= Directions for this task =
Print exactly the lines from the one containing "For every instance of the dirt" through the last line of the listing, both included.

## begin Exercise material

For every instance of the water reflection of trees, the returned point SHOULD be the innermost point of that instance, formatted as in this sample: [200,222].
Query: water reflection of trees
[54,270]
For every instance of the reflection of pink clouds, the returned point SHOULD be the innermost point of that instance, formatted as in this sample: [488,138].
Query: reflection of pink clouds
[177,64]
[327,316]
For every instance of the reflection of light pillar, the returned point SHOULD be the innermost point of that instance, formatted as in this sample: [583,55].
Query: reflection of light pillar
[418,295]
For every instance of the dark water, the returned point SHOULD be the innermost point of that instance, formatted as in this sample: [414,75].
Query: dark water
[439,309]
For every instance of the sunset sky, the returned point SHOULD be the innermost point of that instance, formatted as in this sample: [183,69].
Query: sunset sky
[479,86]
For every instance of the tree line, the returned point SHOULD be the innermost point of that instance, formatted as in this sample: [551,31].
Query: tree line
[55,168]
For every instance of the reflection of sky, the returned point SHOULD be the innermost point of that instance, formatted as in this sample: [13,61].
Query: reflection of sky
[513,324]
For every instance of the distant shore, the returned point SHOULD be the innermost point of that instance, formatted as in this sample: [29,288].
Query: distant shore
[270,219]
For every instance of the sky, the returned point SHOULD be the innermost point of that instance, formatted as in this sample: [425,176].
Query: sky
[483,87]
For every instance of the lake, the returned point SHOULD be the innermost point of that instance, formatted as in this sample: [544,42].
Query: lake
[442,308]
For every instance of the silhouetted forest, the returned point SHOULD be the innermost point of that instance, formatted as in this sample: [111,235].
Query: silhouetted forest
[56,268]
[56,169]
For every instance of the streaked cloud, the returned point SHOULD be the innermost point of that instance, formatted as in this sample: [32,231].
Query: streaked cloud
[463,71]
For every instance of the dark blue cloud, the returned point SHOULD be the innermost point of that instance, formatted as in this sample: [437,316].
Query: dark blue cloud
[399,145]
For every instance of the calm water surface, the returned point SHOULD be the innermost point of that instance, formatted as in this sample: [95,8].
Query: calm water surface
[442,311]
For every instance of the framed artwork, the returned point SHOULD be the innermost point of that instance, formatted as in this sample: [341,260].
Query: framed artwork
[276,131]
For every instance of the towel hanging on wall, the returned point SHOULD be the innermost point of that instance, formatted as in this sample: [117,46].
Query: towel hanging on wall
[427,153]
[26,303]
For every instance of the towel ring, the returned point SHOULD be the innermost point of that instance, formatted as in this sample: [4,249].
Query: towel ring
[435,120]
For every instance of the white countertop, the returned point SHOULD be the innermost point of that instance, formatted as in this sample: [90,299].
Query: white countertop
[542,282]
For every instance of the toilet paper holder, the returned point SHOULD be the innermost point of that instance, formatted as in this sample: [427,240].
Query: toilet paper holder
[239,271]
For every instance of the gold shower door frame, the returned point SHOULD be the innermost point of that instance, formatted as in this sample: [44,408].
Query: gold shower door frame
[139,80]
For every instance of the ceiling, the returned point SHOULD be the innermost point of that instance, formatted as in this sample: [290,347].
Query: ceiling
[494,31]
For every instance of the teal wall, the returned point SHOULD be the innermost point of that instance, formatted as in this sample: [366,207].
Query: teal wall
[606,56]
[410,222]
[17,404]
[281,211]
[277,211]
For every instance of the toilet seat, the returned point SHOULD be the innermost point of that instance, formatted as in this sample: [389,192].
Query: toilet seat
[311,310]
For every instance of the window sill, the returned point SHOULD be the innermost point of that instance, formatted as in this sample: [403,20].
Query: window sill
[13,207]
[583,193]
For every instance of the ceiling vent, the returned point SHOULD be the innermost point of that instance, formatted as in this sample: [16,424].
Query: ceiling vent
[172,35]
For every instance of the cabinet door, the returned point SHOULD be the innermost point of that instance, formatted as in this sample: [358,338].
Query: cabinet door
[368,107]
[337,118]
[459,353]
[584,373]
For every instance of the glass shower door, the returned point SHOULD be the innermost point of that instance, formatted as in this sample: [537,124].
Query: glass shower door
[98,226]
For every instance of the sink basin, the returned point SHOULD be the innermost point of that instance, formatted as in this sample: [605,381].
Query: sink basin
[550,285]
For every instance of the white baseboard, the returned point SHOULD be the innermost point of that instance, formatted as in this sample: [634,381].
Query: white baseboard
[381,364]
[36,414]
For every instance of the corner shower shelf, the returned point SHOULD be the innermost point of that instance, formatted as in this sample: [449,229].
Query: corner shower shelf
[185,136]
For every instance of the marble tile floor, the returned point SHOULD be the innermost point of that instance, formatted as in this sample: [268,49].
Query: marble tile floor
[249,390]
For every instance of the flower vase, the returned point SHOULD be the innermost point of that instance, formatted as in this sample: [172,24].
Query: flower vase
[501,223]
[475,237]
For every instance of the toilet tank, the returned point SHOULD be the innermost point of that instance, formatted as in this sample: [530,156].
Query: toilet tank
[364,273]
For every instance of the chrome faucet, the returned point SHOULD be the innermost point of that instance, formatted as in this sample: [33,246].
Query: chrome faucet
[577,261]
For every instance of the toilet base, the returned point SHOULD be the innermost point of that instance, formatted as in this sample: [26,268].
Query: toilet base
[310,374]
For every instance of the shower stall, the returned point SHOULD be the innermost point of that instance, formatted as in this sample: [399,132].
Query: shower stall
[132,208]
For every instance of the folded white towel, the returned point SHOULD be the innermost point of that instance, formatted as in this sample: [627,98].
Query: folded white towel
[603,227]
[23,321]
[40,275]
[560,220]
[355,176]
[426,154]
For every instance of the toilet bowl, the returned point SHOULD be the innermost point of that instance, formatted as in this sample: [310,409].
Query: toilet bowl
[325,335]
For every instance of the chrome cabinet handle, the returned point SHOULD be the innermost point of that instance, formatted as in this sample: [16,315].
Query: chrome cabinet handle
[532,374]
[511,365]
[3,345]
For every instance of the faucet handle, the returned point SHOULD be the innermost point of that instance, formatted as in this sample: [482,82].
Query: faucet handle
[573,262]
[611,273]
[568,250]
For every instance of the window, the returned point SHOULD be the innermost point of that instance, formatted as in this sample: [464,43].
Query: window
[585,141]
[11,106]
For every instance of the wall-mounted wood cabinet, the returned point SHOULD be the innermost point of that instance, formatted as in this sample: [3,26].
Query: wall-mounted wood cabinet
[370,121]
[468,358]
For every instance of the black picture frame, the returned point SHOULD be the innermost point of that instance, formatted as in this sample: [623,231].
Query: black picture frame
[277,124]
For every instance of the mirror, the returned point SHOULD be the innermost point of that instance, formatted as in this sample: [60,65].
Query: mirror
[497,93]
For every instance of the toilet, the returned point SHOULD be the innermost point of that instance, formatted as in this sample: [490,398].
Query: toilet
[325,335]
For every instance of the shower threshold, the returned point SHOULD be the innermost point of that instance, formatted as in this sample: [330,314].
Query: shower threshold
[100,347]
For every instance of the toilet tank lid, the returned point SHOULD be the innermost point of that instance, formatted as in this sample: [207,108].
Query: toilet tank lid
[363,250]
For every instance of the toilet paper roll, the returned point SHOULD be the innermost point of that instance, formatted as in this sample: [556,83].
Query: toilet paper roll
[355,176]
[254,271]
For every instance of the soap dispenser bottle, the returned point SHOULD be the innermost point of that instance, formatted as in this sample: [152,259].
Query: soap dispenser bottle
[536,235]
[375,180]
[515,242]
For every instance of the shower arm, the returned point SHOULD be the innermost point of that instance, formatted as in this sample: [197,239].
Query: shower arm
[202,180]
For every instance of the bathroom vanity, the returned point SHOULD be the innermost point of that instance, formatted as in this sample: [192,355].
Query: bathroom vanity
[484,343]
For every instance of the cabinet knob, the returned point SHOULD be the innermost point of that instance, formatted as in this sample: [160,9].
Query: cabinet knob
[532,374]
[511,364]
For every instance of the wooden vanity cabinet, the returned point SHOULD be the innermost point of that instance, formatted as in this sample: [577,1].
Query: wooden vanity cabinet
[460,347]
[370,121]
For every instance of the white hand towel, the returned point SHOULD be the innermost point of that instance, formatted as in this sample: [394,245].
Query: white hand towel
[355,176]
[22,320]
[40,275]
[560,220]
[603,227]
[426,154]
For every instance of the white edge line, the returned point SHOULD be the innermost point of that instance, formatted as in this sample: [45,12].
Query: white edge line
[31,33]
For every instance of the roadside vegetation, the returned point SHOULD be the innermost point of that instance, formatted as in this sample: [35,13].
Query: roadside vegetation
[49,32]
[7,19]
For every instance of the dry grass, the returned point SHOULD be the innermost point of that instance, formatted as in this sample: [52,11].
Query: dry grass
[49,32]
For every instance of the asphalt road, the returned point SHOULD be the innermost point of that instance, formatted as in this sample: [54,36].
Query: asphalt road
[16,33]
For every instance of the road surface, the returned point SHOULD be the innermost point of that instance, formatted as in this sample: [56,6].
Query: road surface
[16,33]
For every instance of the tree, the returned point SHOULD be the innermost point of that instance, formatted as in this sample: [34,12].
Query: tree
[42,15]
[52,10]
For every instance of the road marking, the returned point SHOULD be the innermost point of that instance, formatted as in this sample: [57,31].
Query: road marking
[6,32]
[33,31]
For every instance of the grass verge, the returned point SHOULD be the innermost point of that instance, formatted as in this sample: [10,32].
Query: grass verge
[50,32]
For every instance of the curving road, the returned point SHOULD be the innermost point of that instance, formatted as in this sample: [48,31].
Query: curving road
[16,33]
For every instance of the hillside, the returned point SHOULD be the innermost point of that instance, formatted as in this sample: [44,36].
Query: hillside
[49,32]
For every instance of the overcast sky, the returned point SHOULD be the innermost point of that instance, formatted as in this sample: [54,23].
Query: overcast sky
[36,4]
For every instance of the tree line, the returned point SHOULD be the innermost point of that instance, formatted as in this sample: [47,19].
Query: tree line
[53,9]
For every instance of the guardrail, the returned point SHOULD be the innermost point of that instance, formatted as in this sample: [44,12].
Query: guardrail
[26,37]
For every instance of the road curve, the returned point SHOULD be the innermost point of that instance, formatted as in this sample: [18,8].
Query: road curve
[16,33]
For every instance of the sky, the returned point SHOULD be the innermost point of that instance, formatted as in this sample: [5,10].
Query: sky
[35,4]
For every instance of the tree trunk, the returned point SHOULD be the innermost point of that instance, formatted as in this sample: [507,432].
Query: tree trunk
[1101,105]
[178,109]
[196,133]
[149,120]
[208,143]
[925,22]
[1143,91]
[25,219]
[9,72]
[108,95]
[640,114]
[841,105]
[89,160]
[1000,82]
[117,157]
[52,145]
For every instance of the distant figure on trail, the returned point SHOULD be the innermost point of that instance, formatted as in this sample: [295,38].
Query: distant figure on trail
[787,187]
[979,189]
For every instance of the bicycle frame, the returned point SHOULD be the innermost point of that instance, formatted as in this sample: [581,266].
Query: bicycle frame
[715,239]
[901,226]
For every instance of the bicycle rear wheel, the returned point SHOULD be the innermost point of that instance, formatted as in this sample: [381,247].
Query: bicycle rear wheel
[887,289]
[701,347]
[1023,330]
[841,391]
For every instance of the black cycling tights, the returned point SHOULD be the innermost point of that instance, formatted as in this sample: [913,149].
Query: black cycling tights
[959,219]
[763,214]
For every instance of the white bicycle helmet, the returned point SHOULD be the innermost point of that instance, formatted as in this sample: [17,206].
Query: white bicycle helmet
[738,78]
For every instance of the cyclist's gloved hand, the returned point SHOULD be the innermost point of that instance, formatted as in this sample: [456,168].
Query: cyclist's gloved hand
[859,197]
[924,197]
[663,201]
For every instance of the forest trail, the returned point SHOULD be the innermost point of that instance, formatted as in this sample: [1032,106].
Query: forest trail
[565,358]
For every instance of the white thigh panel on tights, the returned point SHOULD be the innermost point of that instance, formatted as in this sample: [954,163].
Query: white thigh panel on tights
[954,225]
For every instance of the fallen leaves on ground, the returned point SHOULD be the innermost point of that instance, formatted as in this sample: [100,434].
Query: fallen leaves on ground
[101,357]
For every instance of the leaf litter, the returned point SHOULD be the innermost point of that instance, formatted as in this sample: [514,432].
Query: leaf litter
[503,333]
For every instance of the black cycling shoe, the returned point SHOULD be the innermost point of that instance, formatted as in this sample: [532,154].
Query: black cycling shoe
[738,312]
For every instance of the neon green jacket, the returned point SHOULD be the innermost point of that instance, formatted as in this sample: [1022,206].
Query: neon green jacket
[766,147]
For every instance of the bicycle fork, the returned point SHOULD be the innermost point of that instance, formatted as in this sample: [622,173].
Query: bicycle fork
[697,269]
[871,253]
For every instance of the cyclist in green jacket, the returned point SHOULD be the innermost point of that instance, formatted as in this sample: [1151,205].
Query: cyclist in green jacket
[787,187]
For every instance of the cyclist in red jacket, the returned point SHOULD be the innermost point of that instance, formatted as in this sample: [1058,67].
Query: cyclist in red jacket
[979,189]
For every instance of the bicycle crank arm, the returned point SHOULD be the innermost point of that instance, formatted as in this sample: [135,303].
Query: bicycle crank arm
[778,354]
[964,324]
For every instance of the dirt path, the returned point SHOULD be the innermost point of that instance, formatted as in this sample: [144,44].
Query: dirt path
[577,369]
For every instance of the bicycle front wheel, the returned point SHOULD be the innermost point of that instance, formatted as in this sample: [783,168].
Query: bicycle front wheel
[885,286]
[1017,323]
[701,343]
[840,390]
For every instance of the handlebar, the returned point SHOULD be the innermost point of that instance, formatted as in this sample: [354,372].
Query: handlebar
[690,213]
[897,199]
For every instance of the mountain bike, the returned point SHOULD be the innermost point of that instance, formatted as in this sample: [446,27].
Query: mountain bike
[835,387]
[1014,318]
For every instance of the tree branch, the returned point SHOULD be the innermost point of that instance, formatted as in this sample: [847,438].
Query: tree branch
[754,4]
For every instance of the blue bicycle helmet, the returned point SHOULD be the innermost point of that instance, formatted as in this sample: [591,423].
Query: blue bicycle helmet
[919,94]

## end Exercise material

= Finished task =
For every instance of the dirt path, the returned point SHOULD be the innermost point of that instance, formatted as in this sample: [144,44].
Query: dirt path
[577,369]
For every instance of the bicycle front wheel, the returned point SHOULD be the innermost point of that instance, formatted as in this sample: [783,168].
Query: bicycle front wheel
[885,286]
[1017,323]
[701,343]
[840,390]
For every instance of the handlebar, the returned point SHOULD be the innermost point of that instance, formatted as in this sample: [354,372].
Query: handlebar
[690,213]
[897,199]
For every instance of the mountain bike, the returned point SHOULD be the innermost point of that instance, formatted as in this sample: [446,27].
Query: mountain bike
[835,387]
[1014,318]
For every instance of the tree branch, the returned point SHOULD be the innermost point of that instance, formatted as in this sample: [847,438].
Query: tree branch
[754,4]
For every instance of the blue bicycle helmet, the returned point SHOULD be the innermost point of that instance, formatted as in this sample: [591,423].
Query: blue bicycle helmet
[919,94]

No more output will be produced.